__DOCUMENT TEXT__:
::::
Your ISP charges you 9 times as much for IPv4 addresses as
they do for bandwidth?  I'd recommend switching ISPs.  All
the ones I've seen   charge a
small premium for additional IP space, but it's never more
than   about a 50% premium.

Not if you don't live in the US.  There are no options here
that are  at all cheap.  Usually you get a flat "we don't do
that".  And they  don't do v6 either.

If it makes you feel better (it probably won't), in much of the US, the story from the ISPs goes like this:

        * We don't do that on our residential service, if you
        want _any_ IPv4 addresses assigned to you, you need to
        buy the commercial service.
        
        * The commercial service costs around ten times as much
        as the residential one for similar bandwidth _less_
        service (often no free email, free web hosting, "user
        protection" software tools, etc.)

        * If you want more than one address on the commercial
        service, you will pay some small incremental charge for
        it.  But the real incremental charge starts at address
        number 1 and is tied up with the "type of service" shift.
::::
__REQUIREMENT A__:
In the records, copy the lines that begin at the one containing "Where can the white tent" and run through the end of the records.
::::
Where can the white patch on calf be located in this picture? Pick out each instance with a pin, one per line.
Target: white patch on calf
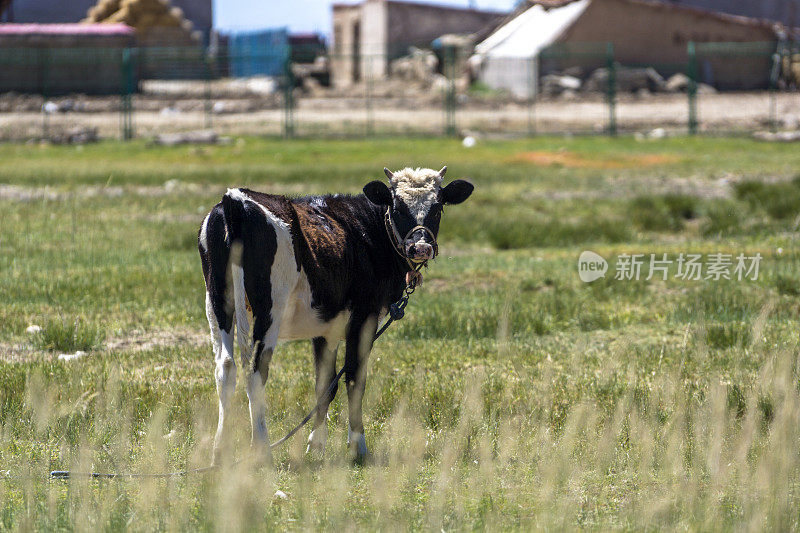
(204, 233)
(357, 443)
(418, 188)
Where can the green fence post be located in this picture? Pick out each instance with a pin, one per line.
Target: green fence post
(773, 88)
(209, 120)
(450, 90)
(126, 108)
(691, 90)
(611, 92)
(288, 99)
(45, 64)
(368, 95)
(533, 92)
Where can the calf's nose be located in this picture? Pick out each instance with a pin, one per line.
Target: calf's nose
(420, 251)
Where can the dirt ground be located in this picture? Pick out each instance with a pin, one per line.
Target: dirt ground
(360, 116)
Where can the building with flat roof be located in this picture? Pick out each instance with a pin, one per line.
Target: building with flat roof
(368, 35)
(199, 12)
(643, 33)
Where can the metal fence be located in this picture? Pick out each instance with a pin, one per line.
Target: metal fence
(584, 88)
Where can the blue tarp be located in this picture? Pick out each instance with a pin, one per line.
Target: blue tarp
(259, 53)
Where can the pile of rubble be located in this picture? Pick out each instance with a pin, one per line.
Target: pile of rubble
(639, 81)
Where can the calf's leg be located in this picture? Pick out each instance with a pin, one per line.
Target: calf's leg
(325, 368)
(360, 336)
(224, 374)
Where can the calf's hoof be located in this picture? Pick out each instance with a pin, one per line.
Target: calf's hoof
(357, 444)
(317, 441)
(261, 455)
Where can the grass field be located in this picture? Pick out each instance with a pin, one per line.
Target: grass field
(512, 396)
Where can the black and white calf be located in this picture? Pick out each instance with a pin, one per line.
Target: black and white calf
(319, 267)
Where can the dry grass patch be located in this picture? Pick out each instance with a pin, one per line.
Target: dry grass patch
(564, 158)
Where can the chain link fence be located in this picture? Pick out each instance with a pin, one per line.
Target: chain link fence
(583, 88)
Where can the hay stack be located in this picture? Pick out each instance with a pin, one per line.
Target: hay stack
(142, 15)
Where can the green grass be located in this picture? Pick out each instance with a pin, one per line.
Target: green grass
(58, 335)
(512, 396)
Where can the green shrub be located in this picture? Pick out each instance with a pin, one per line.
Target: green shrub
(662, 213)
(779, 200)
(728, 335)
(59, 335)
(723, 217)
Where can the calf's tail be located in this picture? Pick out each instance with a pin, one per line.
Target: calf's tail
(233, 211)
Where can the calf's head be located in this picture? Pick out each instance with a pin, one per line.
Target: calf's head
(414, 200)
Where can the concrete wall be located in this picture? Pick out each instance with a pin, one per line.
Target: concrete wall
(385, 31)
(419, 24)
(785, 11)
(62, 64)
(345, 20)
(200, 12)
(646, 33)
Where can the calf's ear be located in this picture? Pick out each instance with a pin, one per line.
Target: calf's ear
(456, 192)
(378, 193)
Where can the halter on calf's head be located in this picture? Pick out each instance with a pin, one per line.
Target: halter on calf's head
(414, 202)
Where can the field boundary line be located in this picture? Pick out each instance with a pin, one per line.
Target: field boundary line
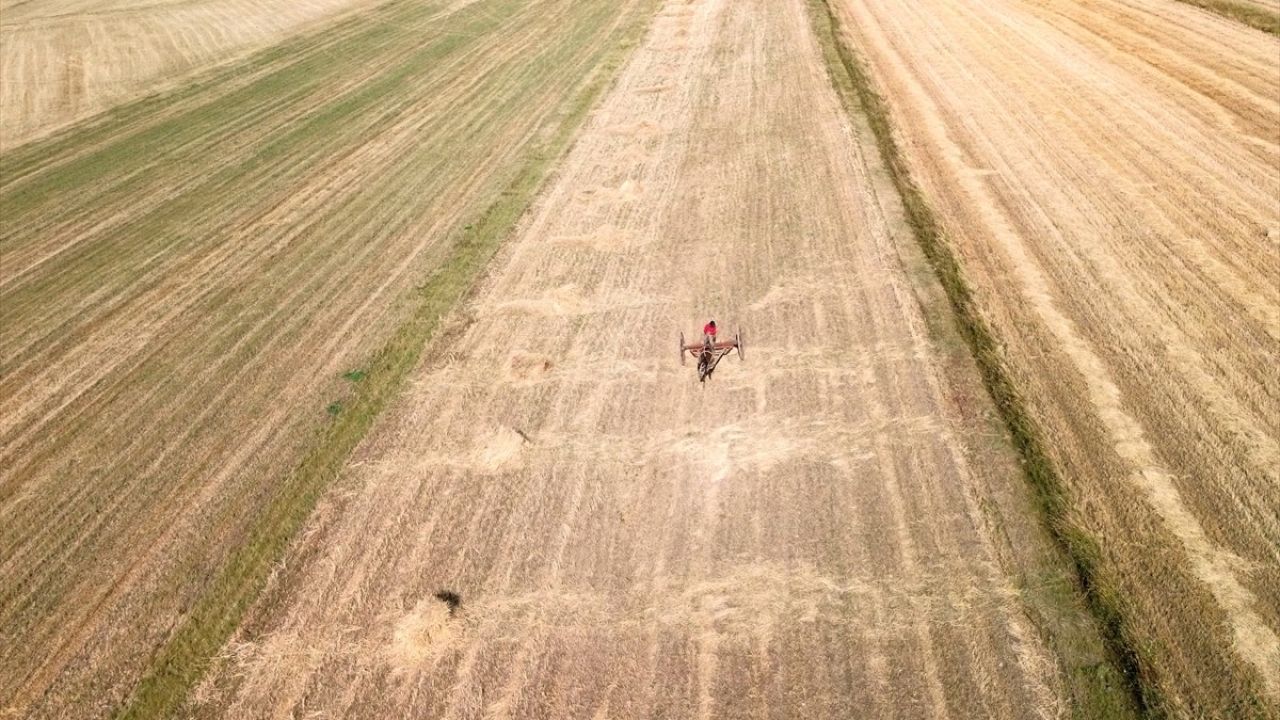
(1257, 18)
(1082, 551)
(181, 662)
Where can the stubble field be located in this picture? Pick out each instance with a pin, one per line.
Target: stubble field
(234, 233)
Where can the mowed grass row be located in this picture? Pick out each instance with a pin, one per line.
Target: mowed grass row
(187, 281)
(1248, 13)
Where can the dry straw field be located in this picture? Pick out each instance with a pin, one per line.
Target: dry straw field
(338, 359)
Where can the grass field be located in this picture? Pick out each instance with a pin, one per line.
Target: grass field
(1123, 250)
(65, 60)
(339, 378)
(187, 279)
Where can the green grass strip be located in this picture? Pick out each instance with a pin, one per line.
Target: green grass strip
(1252, 16)
(220, 609)
(855, 87)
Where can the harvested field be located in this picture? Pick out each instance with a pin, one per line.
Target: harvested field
(62, 60)
(1109, 176)
(187, 279)
(556, 520)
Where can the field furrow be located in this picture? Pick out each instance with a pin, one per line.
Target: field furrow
(809, 533)
(182, 291)
(1109, 174)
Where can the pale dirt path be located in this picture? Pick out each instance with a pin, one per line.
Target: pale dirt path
(798, 538)
(1110, 173)
(63, 60)
(173, 323)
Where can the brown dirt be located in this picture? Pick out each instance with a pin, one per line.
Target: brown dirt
(186, 282)
(1109, 173)
(800, 537)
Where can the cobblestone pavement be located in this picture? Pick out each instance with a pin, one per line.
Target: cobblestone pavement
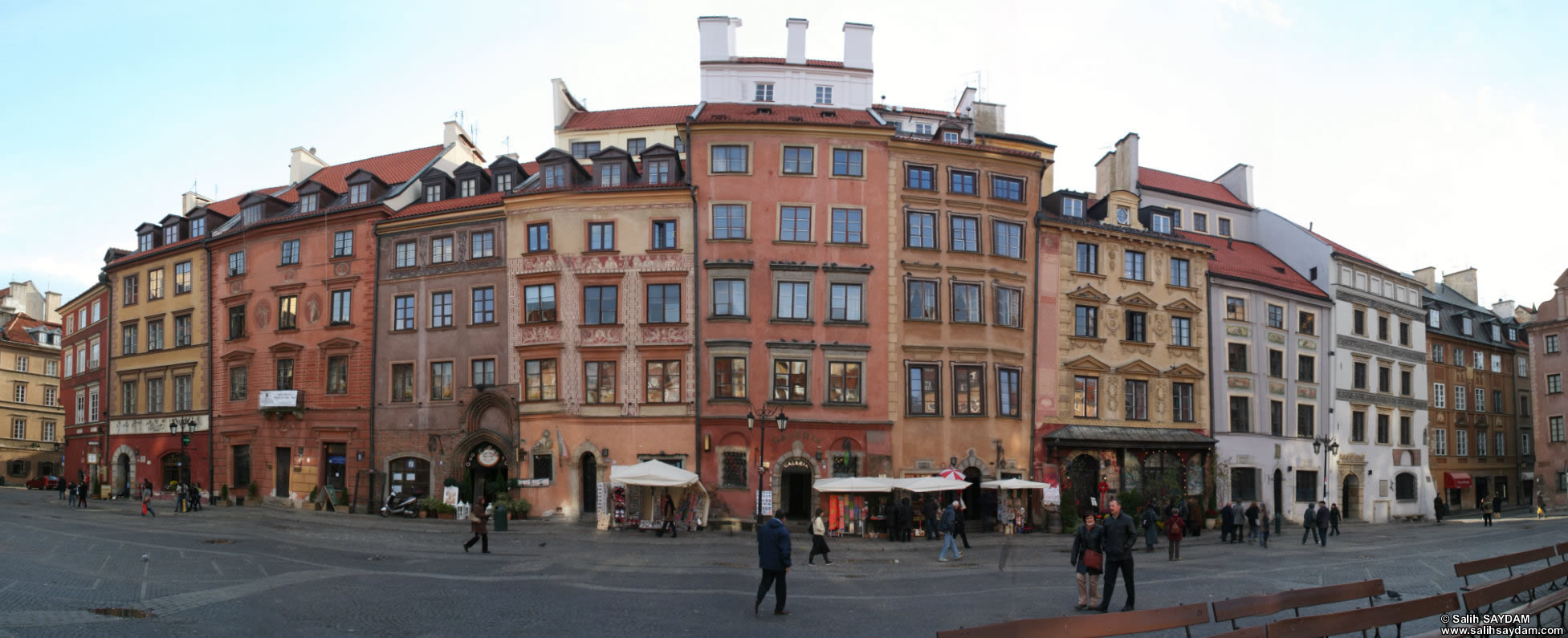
(271, 571)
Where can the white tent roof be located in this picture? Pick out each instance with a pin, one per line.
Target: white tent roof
(654, 473)
(1015, 483)
(853, 485)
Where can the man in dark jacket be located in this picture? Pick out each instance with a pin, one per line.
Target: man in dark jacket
::::
__REQUIREMENT B__:
Shorten the paragraph of the ISP-charges discussion that begins "Your ISP charges you 9 times", keeping its main facts.

__FINAL RESULT A__:
Where can the white tent roof be located in this picture? Pick out each instance with a pin, one per line.
Target: white tent roof
(654, 473)
(1015, 483)
(853, 485)
Where can the man in dark jacket be located in this picture? Pick out each instance with a pin, one per line.
Target: man in dark jacket

__FINAL RESULT B__:
An ISP that charges nine times as much for IPv4 addresses as for bandwidth is worth leaving. Every ISP the writer has seen charges only a small premium for extra IP space, never more than about 50%.